--- Entries provided ---

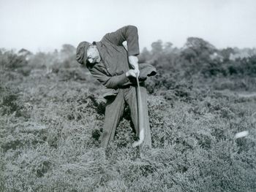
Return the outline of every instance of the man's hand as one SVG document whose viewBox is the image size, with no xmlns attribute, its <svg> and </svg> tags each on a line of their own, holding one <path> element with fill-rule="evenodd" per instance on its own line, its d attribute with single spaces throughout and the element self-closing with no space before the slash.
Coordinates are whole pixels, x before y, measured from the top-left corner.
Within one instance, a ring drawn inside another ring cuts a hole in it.
<svg viewBox="0 0 256 192">
<path fill-rule="evenodd" d="M 140 70 L 139 70 L 139 65 L 138 64 L 138 59 L 137 56 L 134 56 L 134 55 L 129 56 L 129 63 L 133 67 L 134 72 L 135 73 L 135 74 L 137 74 L 137 76 L 138 77 L 140 75 Z M 135 77 L 136 77 L 136 75 Z"/>
<path fill-rule="evenodd" d="M 136 78 L 136 72 L 135 69 L 129 69 L 128 72 L 127 72 L 126 75 L 127 77 L 135 77 Z"/>
</svg>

---

(To do) Rewrite every line of the records above as a numbered list, leaving out blank lines and the pictures.

(Answer to this task)
1. Return the outline of every instance of the man's hand as one SVG document whose viewBox is the image size, with no xmlns attribute, its <svg> and </svg> tags each on a line of their own, holding one <path> element with fill-rule="evenodd" per instance on its own line, its d attribute with single spaces throughout and the element self-closing with no space before the slash.
2. Coordinates are whole pixels, x before y, measured from the top-left corner.
3. Within one instance, a ring drawn inside another ring cuts a hole in it.
4. <svg viewBox="0 0 256 192">
5. <path fill-rule="evenodd" d="M 140 70 L 139 70 L 139 65 L 138 64 L 138 59 L 137 56 L 134 56 L 134 55 L 129 56 L 129 63 L 133 67 L 134 72 L 135 73 L 135 74 L 137 74 L 137 76 L 138 77 L 140 75 Z M 135 77 L 136 77 L 136 75 Z"/>
6. <path fill-rule="evenodd" d="M 136 78 L 136 72 L 135 69 L 129 69 L 128 72 L 127 72 L 126 75 L 127 77 L 135 77 Z"/>
7. </svg>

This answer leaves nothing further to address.